BRIEF — Restate every record exactly as it is written, while omitting the pictures it holds.

★ ★ ★ ★

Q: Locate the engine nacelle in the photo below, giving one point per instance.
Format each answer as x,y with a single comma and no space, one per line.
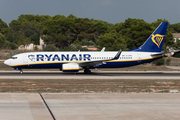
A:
70,67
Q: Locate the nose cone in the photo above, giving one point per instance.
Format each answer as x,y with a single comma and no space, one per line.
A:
7,62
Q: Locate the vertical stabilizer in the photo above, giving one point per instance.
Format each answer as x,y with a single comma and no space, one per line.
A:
155,42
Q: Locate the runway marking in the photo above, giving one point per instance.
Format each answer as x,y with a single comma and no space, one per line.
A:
47,107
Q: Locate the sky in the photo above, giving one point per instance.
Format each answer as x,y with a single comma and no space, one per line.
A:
112,11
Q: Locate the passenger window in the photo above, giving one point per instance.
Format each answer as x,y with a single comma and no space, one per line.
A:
13,57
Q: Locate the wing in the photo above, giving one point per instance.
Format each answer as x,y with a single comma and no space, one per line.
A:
99,62
162,54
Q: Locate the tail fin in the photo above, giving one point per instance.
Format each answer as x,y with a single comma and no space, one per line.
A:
155,42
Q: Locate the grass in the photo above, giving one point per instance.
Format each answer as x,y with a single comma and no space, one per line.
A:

★ ★ ★ ★

RESULT OF THIS TASK —
Q: Locate the engine nacelle in the photo below, giving one point per instance.
Format each answer as x,y with a single comma and no space, one per line.
A:
70,67
Q: Locate the nose cone in the photo above, giving one point per instance.
Format each answer as x,y with a single comma and no space, one per line.
A:
7,62
Q: Locate the vertical stabilizer in the photo above, giving one point per instance.
Format each answer as x,y with a single comma and no space, one per line.
A:
155,42
Q: Locate the runway marking in the photo above, giving one point per instance.
Format each answer as x,y with a single comma and no space, one per line.
A:
47,107
Q: Locate the sky in the photo above, giving one point per instance.
Format each answer as x,y with a single comma and no space, one per line.
A:
112,11
Q: Locate the passenger window in the photo above, giving one point per instance.
Format each answer as x,y with a single comma and no space, one per line.
A:
13,57
Q: Locate the wing in the photo above, giving one point per instance.
Format each answer as x,y with a single comma and no space, one per line.
A:
99,62
162,54
Q: Locate the tail fin in the photo above, giving one point per instance.
Format each answer as x,y with a single comma and no space, one per line.
A:
155,42
Q: Locate the grass in the photo above, giving one point per instance.
Format each answer as x,y with a single comma and no space, one per line.
A:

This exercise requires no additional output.